→ **Exercise objective**
Please copy all of the entries below line for line, without changing anything.

Part of a data file:

□ □ □ □ □ □ □

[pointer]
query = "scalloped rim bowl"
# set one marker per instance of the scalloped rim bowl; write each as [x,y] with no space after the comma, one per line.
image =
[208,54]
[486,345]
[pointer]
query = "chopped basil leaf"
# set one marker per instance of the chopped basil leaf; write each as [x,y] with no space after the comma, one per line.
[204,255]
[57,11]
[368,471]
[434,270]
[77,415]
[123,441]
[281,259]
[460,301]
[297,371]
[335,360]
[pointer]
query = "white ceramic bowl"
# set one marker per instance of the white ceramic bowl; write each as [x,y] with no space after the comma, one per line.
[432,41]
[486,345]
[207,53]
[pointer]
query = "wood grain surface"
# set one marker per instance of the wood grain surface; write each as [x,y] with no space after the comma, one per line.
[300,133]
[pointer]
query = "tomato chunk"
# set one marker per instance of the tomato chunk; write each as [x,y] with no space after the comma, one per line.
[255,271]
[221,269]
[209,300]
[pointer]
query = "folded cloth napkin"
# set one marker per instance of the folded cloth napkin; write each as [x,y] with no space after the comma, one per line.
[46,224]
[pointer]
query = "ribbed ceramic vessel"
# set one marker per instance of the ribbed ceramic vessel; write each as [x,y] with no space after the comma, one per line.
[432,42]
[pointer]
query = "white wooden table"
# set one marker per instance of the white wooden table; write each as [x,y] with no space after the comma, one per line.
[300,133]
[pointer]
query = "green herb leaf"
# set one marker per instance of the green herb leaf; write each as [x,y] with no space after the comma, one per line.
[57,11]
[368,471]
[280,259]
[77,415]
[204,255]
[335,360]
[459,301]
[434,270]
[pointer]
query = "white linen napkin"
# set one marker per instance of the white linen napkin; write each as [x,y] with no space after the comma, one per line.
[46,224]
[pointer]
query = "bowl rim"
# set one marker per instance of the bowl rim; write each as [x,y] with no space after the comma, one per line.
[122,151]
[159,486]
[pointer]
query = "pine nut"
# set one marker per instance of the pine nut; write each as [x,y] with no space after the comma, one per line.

□ □ □ □ □ □ □

→ **Output**
[pointer]
query = "scalloped rim bowl"
# set one marker per instance of the scalloped rim bowl; write each as [x,y] with no space after the comma, one per line.
image =
[208,54]
[486,345]
[pointer]
query = "chopped basil leaf"
# set one marker per instance of the chopped basil leaf; write each as [x,y] with no space after the comma, one per line.
[204,255]
[57,11]
[368,471]
[434,270]
[77,415]
[123,441]
[281,259]
[460,301]
[297,371]
[335,360]
[pointer]
query = "white ceramic bowl"
# set one marker per instance of the white ceramic bowl; write each as [x,y] with no space after the comma, one per line.
[432,41]
[486,345]
[207,53]
[pointer]
query = "wood grain surface"
# set one marker per instance of the wood grain surface; write each as [x,y] with no space after the comma, one per line.
[300,133]
[pointer]
query = "tomato chunk"
# set one marker per instance of the tomato chunk; write each as [x,y] with no space after the comma, one per line.
[255,271]
[221,269]
[209,300]
[pointer]
query = "folded cloth napkin"
# set one marker per instance of the folded cloth napkin; write each as [x,y] with no space after the comma, one per line.
[46,224]
[pointer]
query = "ribbed ceramic vessel"
# set one marker per instance of the ribbed ceramic vessel; write each as [x,y] with no space after the comma, one per line.
[432,42]
[pointer]
query = "white wooden table"
# set one marker per instance of the white wooden table; write each as [x,y] with no space after the comma, one per line.
[300,133]
[pointer]
query = "green herb leaf"
# set one marker per instance of the green herb leaf; write each as [x,y] with no space after the comma, one per line.
[57,11]
[368,471]
[280,259]
[77,415]
[204,255]
[335,360]
[459,301]
[434,270]
[pointer]
query = "white linen napkin"
# set one marker per instance of the white linen napkin; write each as [x,y] with no space after the comma, one per line.
[46,224]
[pointer]
query = "bowl rim"
# set one marker per instance of the bowl rim; write each as [x,y] with no space after the comma, one per line.
[122,151]
[159,486]
[pointer]
query = "pine nut"
# set one marker per instance of the pine nut; write each as [x,y] with no space after the comma, one per line.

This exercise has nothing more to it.